# Written task:
Repeat the listing lines starting with the line containing "task: segment the thin twig" and going on through the line containing "497L436 421L370 405L118", swapping "thin twig" for "slender twig" and leaving everything else unchanged.

# Records:

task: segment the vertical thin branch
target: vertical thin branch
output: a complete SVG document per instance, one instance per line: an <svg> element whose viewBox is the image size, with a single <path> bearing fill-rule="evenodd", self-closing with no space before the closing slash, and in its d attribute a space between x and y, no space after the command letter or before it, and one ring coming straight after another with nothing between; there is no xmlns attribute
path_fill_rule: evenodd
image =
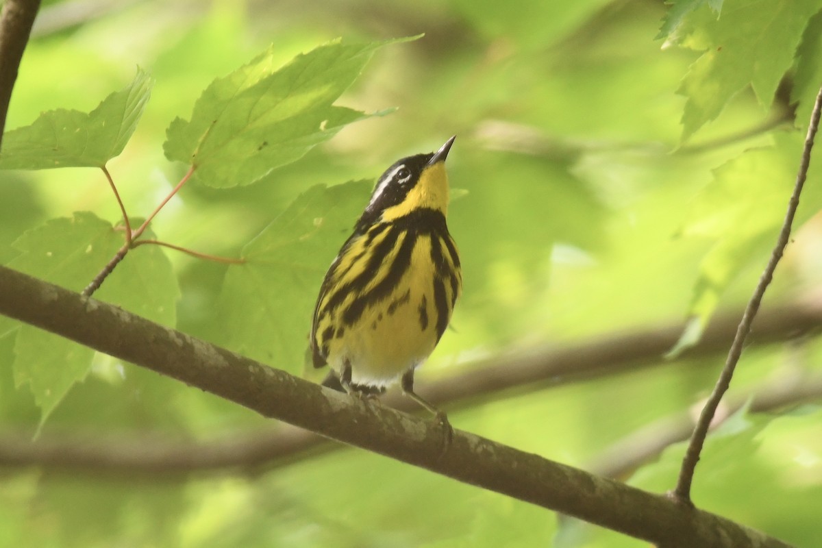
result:
<svg viewBox="0 0 822 548"><path fill-rule="evenodd" d="M0 144L20 61L39 7L40 0L6 0L0 14Z"/></svg>
<svg viewBox="0 0 822 548"><path fill-rule="evenodd" d="M109 277L109 274L113 272L117 265L120 264L120 261L125 258L129 249L130 247L127 242L122 244L122 247L121 247L114 256L112 257L111 260L109 261L109 264L103 267L103 269L100 270L96 276L95 276L95 279L91 280L91 283L85 286L85 288L83 289L80 294L85 297L94 295L95 292L99 289L100 286L103 285L103 282L104 282L105 279Z"/></svg>
<svg viewBox="0 0 822 548"><path fill-rule="evenodd" d="M122 222L126 225L126 243L131 246L132 223L128 220L128 214L126 213L126 206L123 205L122 200L120 199L120 193L117 191L117 186L114 184L114 179L111 178L111 173L109 173L108 168L103 166L100 169L103 170L105 178L109 180L109 185L111 187L111 190L114 193L114 197L117 198L118 205L120 206L120 212L122 214Z"/></svg>
<svg viewBox="0 0 822 548"><path fill-rule="evenodd" d="M719 379L713 387L713 392L711 393L710 397L705 403L705 407L703 408L702 412L700 414L700 419L696 422L694 433L691 435L690 441L688 444L688 449L686 451L685 458L682 459L679 479L677 481L677 487L673 491L673 495L680 501L690 504L690 485L694 479L694 470L696 468L696 463L700 460L700 454L702 452L702 446L705 441L705 435L708 434L708 430L710 427L711 421L713 419L717 408L719 406L719 402L731 385L733 371L737 366L737 362L739 361L740 355L742 353L742 345L748 336L748 332L750 331L750 324L754 320L754 316L756 315L756 312L760 308L760 303L762 302L762 297L764 295L765 289L774 278L774 271L776 269L776 266L785 251L785 246L790 239L791 226L793 224L793 218L797 214L797 208L799 206L799 196L802 191L802 187L805 185L805 180L807 178L808 167L810 165L810 150L813 149L814 137L816 136L816 130L819 127L820 111L822 111L822 88L820 89L816 95L816 102L814 104L814 110L810 115L810 123L808 126L808 132L805 137L805 147L802 150L801 163L799 166L799 172L797 173L797 182L793 187L793 194L791 195L791 200L787 204L787 213L785 214L785 221L783 223L782 230L779 232L779 237L777 239L776 246L774 246L774 251L771 252L768 265L765 266L764 272L762 273L762 277L760 278L760 283L757 284L756 289L754 291L754 294L751 296L750 301L748 302L748 306L745 309L742 320L737 329L737 335L731 344L731 350L728 352L725 367L719 375Z"/></svg>

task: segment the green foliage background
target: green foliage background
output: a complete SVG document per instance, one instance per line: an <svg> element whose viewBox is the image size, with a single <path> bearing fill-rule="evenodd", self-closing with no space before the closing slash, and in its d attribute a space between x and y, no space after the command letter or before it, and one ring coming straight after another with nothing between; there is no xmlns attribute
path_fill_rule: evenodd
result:
<svg viewBox="0 0 822 548"><path fill-rule="evenodd" d="M68 2L45 3L44 19ZM141 246L97 297L315 375L304 366L311 307L372 182L456 134L449 224L464 296L420 376L690 317L684 348L718 307L745 302L775 241L822 83L820 9L144 0L44 25L9 112L7 128L21 129L0 157L0 260L82 289L122 242L95 166L145 218L194 162L146 237L247 262ZM822 282L820 161L766 305L811 299ZM755 347L732 392L813 375L820 351L813 338ZM660 357L484 401L451 421L585 467L637 428L698 408L723 361ZM0 318L0 443L20 431L209 440L270 426ZM816 404L741 412L709 440L695 500L814 546L820 440ZM682 452L669 447L629 481L672 488ZM2 546L644 546L353 449L253 474L0 474Z"/></svg>

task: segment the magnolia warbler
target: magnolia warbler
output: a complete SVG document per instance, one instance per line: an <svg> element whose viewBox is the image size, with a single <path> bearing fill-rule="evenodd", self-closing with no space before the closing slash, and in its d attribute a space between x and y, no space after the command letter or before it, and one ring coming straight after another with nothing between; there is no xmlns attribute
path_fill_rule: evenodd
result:
<svg viewBox="0 0 822 548"><path fill-rule="evenodd" d="M436 152L395 162L379 178L353 233L320 288L311 332L326 386L403 393L445 419L413 391L414 370L440 341L462 290L456 246L446 224L451 137Z"/></svg>

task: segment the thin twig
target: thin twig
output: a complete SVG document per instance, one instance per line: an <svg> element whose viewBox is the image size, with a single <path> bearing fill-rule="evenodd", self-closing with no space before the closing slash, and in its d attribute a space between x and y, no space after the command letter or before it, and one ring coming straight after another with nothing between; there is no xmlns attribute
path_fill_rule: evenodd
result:
<svg viewBox="0 0 822 548"><path fill-rule="evenodd" d="M667 497L436 421L370 405L118 306L0 266L0 314L252 409L455 481L658 545L788 545ZM449 441L445 443L446 440Z"/></svg>
<svg viewBox="0 0 822 548"><path fill-rule="evenodd" d="M686 363L703 367L710 360L697 358L709 358L727 351L741 314L741 310L716 314L700 342L688 349ZM810 336L820 327L822 303L815 300L787 302L758 314L751 337L755 338L758 346L783 343L803 336L803 334ZM582 380L602 379L640 367L681 367L681 361L663 360L660 356L676 342L682 329L681 321L666 325L654 324L630 333L599 335L561 348L552 345L528 353L495 356L465 364L461 373L446 379L431 381L423 375L416 386L434 405L451 412L526 391L559 387ZM819 383L822 390L822 379ZM756 408L758 401L759 398L752 408ZM395 392L386 396L383 404L406 412L413 412L419 407ZM687 440L694 422L693 419L687 419L680 426L684 433L676 434L678 437L675 439L667 434L675 429L666 424L661 431L654 430L653 435L649 434L650 440L647 444L660 448L653 450L661 450L674 441ZM22 435L22 437L31 443L31 433ZM107 435L100 432L85 435L78 433L76 436L62 438L42 435L36 444L25 449L13 443L4 445L0 439L0 466L39 464L88 474L145 472L158 480L160 475L193 472L236 473L242 470L258 474L261 470L270 471L308 456L325 454L345 447L288 425L277 425L242 435L234 432L230 437L201 444L186 443L181 440L164 442L159 435L152 435L149 442L145 432L132 434L127 440L132 441L107 440ZM135 445L143 449L134 449ZM616 455L613 452L608 454L611 455L607 459L609 463L618 463L625 460L620 452Z"/></svg>
<svg viewBox="0 0 822 548"><path fill-rule="evenodd" d="M505 360L496 364L501 376L509 365ZM602 373L604 375L609 372ZM822 375L788 377L740 394L725 404L723 418L730 417L749 401L750 412L766 412L822 398ZM455 375L441 384L457 385L462 378ZM472 403L477 405L476 401ZM459 403L452 405L449 410L459 407ZM607 477L625 477L658 457L671 444L686 440L694 423L695 417L690 412L652 422L611 444L584 468ZM721 423L715 420L711 428ZM0 430L0 467L40 466L49 473L87 476L132 477L145 474L146 481L164 481L192 472L256 476L261 471L270 472L344 447L304 430L280 424L251 431L232 431L208 440L179 435L171 437L144 430L116 435L72 430L44 433L36 440L32 437L30 431Z"/></svg>
<svg viewBox="0 0 822 548"><path fill-rule="evenodd" d="M39 7L40 0L6 0L0 14L0 145L20 61Z"/></svg>
<svg viewBox="0 0 822 548"><path fill-rule="evenodd" d="M95 292L99 289L100 286L103 285L103 282L104 282L105 279L109 277L109 274L113 272L114 269L117 268L117 265L119 265L120 261L123 260L126 254L128 253L128 244L123 244L122 247L121 247L119 251L118 251L117 254L112 257L111 260L109 261L109 264L103 267L103 269L100 270L96 276L95 276L95 279L91 280L91 283L85 286L85 288L83 289L80 294L85 297L94 295Z"/></svg>
<svg viewBox="0 0 822 548"><path fill-rule="evenodd" d="M117 268L117 265L120 264L120 261L126 257L126 255L128 253L128 250L132 249L132 247L136 247L138 245L137 238L139 238L142 235L142 233L145 232L145 229L148 228L149 223L152 221L152 219L154 219L155 217L157 216L157 214L159 213L159 210L162 210L163 207L169 203L169 200L171 200L173 197L174 197L174 195L177 194L180 191L180 189L182 188L182 186L188 182L188 180L192 177L192 174L194 173L195 168L196 166L193 165L188 168L188 171L182 177L182 178L180 179L180 182L177 183L177 186L172 189L171 192L169 193L169 196L167 196L163 200L163 201L160 202L159 205L155 208L155 210L152 211L151 214L149 215L148 219L146 219L143 222L143 223L140 225L140 228L132 232L131 230L131 228L128 226L128 217L127 215L126 215L126 209L123 207L122 201L120 200L120 196L119 194L118 194L117 188L114 187L114 182L111 179L111 176L109 175L109 172L105 168L105 167L103 168L103 172L109 177L109 182L111 184L112 190L114 191L114 196L117 196L117 201L120 204L120 209L122 211L122 218L123 219L125 219L127 224L126 242L123 244L122 247L121 247L118 251L117 254L113 257L112 257L112 260L109 261L109 264L107 264L104 267L103 267L103 269L100 270L96 276L95 276L95 279L91 280L91 283L89 283L87 286L85 286L85 288L83 289L81 295L85 297L89 297L94 295L95 291L99 289L100 286L103 284L103 282L105 281L105 279L108 278L109 275L114 271L114 269ZM169 246L171 247L172 246ZM181 249L181 251L182 250Z"/></svg>
<svg viewBox="0 0 822 548"><path fill-rule="evenodd" d="M109 173L109 168L104 165L100 168L100 169L103 170L105 178L109 180L109 185L111 187L111 190L114 193L114 197L117 198L117 203L120 206L120 212L122 214L122 223L126 225L126 243L131 246L132 223L128 220L128 214L126 213L126 206L123 205L122 200L120 199L120 193L117 191L117 186L114 184L114 179L111 177L111 173Z"/></svg>
<svg viewBox="0 0 822 548"><path fill-rule="evenodd" d="M713 431L750 402L750 412L768 412L803 402L822 398L822 376L794 375L778 384L769 383L723 404L721 417L711 421ZM626 435L603 450L586 470L616 479L629 476L659 456L672 444L685 441L694 431L690 412L667 417Z"/></svg>
<svg viewBox="0 0 822 548"><path fill-rule="evenodd" d="M145 244L154 244L155 246L169 247L169 249L173 249L174 251L190 255L192 257L196 257L197 259L210 260L215 263L222 263L223 265L243 265L246 262L245 259L232 259L230 257L219 257L216 255L209 255L208 253L201 253L200 251L195 251L194 250L191 250L187 247L181 247L180 246L175 246L174 244L168 243L166 242L160 242L159 240L138 240L134 242L132 247L139 247L140 246L144 246Z"/></svg>
<svg viewBox="0 0 822 548"><path fill-rule="evenodd" d="M145 232L145 229L148 228L149 223L151 223L152 220L154 220L154 218L157 216L157 214L159 213L160 210L162 210L165 206L165 205L169 203L169 200L173 198L174 196L180 191L180 189L182 188L183 185L188 182L188 180L192 177L192 175L194 174L195 169L196 169L196 166L195 165L192 165L191 168L188 168L188 171L186 172L186 174L182 176L182 178L180 179L180 182L178 183L177 183L177 186L171 190L171 192L169 193L169 196L167 196L163 200L163 201L160 202L159 205L155 208L155 210L151 212L151 214L149 215L145 221L143 221L143 223L140 225L140 228L134 231L132 239L136 240L142 235L144 232Z"/></svg>
<svg viewBox="0 0 822 548"><path fill-rule="evenodd" d="M750 301L748 302L748 306L745 309L742 320L739 323L739 328L737 329L737 335L731 344L731 350L728 352L725 367L719 375L719 379L713 387L713 392L711 393L710 397L705 403L705 407L703 408L702 412L700 414L700 419L696 422L696 427L694 428L694 433L690 436L688 449L682 459L679 479L677 481L677 487L673 490L673 495L681 502L688 504L692 504L690 501L690 485L694 480L694 471L696 468L696 463L700 460L700 454L702 452L702 446L704 444L705 436L708 435L708 431L710 428L711 421L713 419L717 408L719 407L719 402L722 400L723 395L727 390L728 386L731 385L733 371L737 366L737 362L739 361L739 357L742 353L742 347L746 338L748 336L748 332L750 330L750 324L756 315L756 312L760 308L760 303L762 302L762 297L764 295L765 289L774 278L774 271L776 270L776 266L779 263L779 260L785 251L785 246L790 239L793 218L796 215L797 208L799 206L799 196L808 175L808 168L810 165L810 150L813 149L814 137L819 127L820 111L822 111L822 88L820 89L816 95L816 102L814 104L814 110L810 115L810 124L808 126L808 132L805 137L801 163L799 166L799 172L797 173L797 182L793 187L793 193L791 195L791 200L787 205L787 213L785 214L785 221L782 225L782 230L779 232L779 237L777 239L776 246L771 253L768 265L765 266L764 272L762 273L762 277L756 285L756 289L754 291L754 294L751 296Z"/></svg>

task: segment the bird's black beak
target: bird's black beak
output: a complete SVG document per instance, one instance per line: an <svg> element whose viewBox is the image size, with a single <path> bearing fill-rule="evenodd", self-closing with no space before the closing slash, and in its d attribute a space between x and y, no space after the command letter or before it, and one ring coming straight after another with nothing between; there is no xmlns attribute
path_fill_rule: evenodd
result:
<svg viewBox="0 0 822 548"><path fill-rule="evenodd" d="M428 160L428 165L434 165L435 163L438 163L439 162L445 162L446 158L448 157L448 151L451 150L451 145L454 144L454 140L456 138L457 136L454 136L453 137L446 140L446 144L441 146L440 150L435 152L434 155L432 156L430 160Z"/></svg>

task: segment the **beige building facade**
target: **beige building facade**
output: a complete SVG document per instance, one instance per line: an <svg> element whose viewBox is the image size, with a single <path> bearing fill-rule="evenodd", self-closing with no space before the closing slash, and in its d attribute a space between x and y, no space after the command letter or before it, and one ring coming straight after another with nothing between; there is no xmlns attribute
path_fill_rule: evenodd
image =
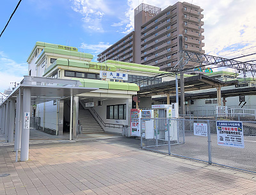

# Response to the exercise:
task: segment the slender twig
target: slender twig
output: a complete SVG document per instance, one instance per line: an <svg> element whose viewBox is the image size, with a single <path> bearing fill-rule="evenodd", self-closing with no space before the closing slash, and in its d attribute a space between x and y, no space after the command letter or before it, and one ring coming straight after another with nothing between; there is no xmlns attribute
path_fill_rule: evenodd
result:
<svg viewBox="0 0 822 548"><path fill-rule="evenodd" d="M667 497L436 421L370 405L118 306L0 266L0 314L252 409L455 481L658 545L788 545ZM449 441L445 443L446 440Z"/></svg>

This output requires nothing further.